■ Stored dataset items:
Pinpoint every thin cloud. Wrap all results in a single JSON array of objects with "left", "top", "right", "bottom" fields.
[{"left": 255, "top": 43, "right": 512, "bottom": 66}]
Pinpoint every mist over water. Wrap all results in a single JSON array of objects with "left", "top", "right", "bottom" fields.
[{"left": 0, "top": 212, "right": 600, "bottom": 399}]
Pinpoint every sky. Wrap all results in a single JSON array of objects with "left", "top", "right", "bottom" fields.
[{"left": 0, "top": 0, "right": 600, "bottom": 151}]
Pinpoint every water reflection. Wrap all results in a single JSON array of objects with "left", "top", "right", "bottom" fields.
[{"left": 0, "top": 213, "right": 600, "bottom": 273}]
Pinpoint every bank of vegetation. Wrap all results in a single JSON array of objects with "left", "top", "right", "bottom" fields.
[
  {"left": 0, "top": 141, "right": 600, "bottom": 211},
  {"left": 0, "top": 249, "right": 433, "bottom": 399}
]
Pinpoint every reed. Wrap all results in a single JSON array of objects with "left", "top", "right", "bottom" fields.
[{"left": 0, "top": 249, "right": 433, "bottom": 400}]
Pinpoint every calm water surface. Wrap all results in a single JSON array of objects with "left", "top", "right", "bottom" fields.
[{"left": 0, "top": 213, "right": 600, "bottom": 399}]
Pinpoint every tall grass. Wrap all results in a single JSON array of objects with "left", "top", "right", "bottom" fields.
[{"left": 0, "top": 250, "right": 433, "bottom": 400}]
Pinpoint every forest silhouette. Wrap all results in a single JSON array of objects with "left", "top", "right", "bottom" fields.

■ GIVEN EXERCISE:
Please repeat all of the data above word for word, line by line, in the same order.

■ SOLUTION FOR THIS PROBLEM:
Pinpoint every thin cloud. Wrap all results in a single JSON array of objects with "left", "top", "right", "bottom" fields.
[{"left": 255, "top": 43, "right": 512, "bottom": 66}]
Pinpoint every mist over water. Wrap all results in a single JSON array of objects with "left", "top", "right", "bottom" fields.
[{"left": 0, "top": 212, "right": 600, "bottom": 399}]
Pinpoint every sky. Wrap all results in a single JSON array of objects with "left", "top", "right", "bottom" fields.
[{"left": 0, "top": 0, "right": 600, "bottom": 151}]
Pinpoint every water reflection. Wrap all results in a single JSON array of objects with "left", "top", "right", "bottom" fields.
[{"left": 0, "top": 213, "right": 600, "bottom": 273}]
Pinpoint every bank of vegetation. Wrap all results in a single JSON array of objects with "left", "top", "right", "bottom" fields.
[
  {"left": 0, "top": 141, "right": 600, "bottom": 211},
  {"left": 0, "top": 249, "right": 433, "bottom": 399}
]
Pinpoint every reed. Wrap all results in a single JSON array of objects with "left", "top", "right", "bottom" fields.
[{"left": 0, "top": 249, "right": 433, "bottom": 400}]
Pinpoint every calm water surface. Wrap all results in a single JSON array of objects with "left", "top", "right", "bottom" fields.
[{"left": 0, "top": 213, "right": 600, "bottom": 399}]
Pinpoint every tall grass. Wrap all results in a single JSON array of objects with "left", "top", "right", "bottom" fields.
[{"left": 0, "top": 250, "right": 433, "bottom": 400}]
Pinpoint every forest silhouette. Wrap all results in a single JSON array of objects with "left", "top", "right", "bottom" fields.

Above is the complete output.